» **Excerpt**
»»
I don’t have kids or a dog. What can I bring into a bar that will make everyone mad?
WIFE: [trying to distract our crying baby] give him your car keys
ME: good idea! [hopeful] you think he’ll drive away?
The idiot’s diet is just biting your tongue.
What scares me most about being stranded on a desert island is having to figure out how to make all the ingredients for nachos from scratch.
I just ate an oatmeal raisin cookie so my kid didn’t have to.
He will be reminded of this sacrifice for many decades.
Waiter: Any questions about the menu?
Me: Exactly how old are these ancient grains? I don’t want to eat anything that’s expired.
Million dollar idea: Selling shower heads at the exit of a Ryan Gosling movie
I brushed my teeth without watching in the mirror and now my eyebrows are clean.
I have a fairly substantial belly for someone who’s empty inside.
me: lord if you’re up there, give me a sign
booming voice from above: LOG OFF
me: that could’ve been anyone
I saw a sign that said “bridge subject to icing” and I thought “that sounds delicious”
Who needs a bull in a china shop when you have a 2-year-old contemplating Grandma’s figurine collection?
If you see a guy in an executioner’s hood feeding a deer into a Coinstar today just let me do my thing.
Showering is the worst. You mean I’ve gotta clean this body AGAIN? Has it been rolling in the mud? No. It’s been checking emails and watching Netflix. It is now unpresentably filthy. Stand in this loud wet box and confront your mortal vessel. You can’t even play a phone game.
««
» **Exercise instructions**
a) Copy the jokes word for word, starting at "Me: Exactly how" and ending at "eyebrows are clean.".
b) In the jokes, what did the speaker eat so their kid didn't have to?
The material has no connection to the jokes.

» **Referring expression grounding data**
»»
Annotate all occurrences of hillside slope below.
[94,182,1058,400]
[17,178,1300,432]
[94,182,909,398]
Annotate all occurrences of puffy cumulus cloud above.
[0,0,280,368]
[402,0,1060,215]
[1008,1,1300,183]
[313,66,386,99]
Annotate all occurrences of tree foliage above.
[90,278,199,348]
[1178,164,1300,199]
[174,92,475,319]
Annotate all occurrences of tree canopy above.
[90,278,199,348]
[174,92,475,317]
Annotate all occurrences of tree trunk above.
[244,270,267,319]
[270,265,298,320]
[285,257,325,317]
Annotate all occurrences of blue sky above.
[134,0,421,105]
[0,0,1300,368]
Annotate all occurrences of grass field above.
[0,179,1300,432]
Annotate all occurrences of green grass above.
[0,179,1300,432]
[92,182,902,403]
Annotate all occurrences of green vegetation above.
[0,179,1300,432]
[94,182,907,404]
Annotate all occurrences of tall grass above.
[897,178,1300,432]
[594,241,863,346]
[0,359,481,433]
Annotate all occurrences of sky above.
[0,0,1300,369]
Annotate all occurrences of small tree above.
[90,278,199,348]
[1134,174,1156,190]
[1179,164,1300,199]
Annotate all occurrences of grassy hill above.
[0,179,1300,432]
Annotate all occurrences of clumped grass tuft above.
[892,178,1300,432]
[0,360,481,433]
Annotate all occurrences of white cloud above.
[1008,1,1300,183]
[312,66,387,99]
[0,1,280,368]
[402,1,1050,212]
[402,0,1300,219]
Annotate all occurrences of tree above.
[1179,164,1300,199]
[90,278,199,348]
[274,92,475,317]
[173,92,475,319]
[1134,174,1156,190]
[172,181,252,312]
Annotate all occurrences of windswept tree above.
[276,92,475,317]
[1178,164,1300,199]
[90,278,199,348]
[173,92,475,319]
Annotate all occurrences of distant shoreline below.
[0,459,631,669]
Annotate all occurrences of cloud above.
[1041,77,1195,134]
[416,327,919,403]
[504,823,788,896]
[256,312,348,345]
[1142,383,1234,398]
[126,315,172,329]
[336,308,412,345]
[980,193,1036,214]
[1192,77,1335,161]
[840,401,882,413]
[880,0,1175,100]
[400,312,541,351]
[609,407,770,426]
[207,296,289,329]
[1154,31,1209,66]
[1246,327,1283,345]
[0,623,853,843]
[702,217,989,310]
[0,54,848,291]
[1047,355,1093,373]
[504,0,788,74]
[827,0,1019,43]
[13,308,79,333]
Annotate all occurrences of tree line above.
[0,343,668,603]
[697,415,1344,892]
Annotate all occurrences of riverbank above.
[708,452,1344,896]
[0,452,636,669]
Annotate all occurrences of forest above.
««
» **Task results**
a)
Me: Exactly how old are these ancient grains? I don’t want to eat anything that’s expired.
Million dollar idea: Selling shower heads at the exit of a Ryan Gosling movie
I brushed my teeth without watching in the mirror and now my eyebrows are clean.

b) An oatmeal raisin cookie.